▸ Source data
######

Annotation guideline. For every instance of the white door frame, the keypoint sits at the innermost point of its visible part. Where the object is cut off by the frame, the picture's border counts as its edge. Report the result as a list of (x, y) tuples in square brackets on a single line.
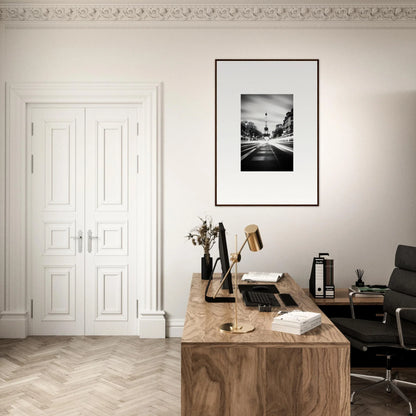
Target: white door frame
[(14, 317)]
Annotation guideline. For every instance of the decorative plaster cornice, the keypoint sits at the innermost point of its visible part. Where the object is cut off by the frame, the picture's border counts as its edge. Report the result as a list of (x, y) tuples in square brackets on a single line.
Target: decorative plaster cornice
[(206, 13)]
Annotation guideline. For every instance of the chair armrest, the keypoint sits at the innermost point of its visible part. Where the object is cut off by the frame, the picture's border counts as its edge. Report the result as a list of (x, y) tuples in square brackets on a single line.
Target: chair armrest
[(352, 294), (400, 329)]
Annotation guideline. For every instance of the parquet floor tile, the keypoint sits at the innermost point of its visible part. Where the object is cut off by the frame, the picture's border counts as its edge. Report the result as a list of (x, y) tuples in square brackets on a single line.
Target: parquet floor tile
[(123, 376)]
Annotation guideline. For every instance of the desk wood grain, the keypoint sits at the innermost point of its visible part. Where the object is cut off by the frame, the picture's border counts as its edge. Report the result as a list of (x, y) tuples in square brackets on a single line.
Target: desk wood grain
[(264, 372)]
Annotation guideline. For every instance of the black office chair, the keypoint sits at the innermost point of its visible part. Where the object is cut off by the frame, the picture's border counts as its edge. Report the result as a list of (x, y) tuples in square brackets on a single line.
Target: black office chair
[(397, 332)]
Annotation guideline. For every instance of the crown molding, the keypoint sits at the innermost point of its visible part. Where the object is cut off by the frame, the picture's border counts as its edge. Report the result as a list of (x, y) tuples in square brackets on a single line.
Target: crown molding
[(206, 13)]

######

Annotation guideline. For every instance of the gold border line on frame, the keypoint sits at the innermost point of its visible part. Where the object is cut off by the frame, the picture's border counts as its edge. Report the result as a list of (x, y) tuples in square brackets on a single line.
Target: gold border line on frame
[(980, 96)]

######

▸ Aim of the exercise
Starting at the line above that contains "Annotation guideline. For every instance of the black", write out each line exactly until the line that contains "Annotation guideline. For every instance of the crown" has been written, and stop there.

▸ Completed task
Annotation guideline. For every instance of the black office chair, the keypoint sits at the innermost point of its visible part. Where the object is cut off by the frame, the picture's border counts as its edge. Report the result as a list of (x, y) tuples in square brackets on a single line.
Target: black office chair
[(397, 332)]
Annotation guideline. For every instance of the crown molding, the keypoint sits at the innermost point of its visible part. Where the object is cut off by the frame, the picture's border counts as its edge. Report the result as a list of (x, y) tuples in square brackets on a single line.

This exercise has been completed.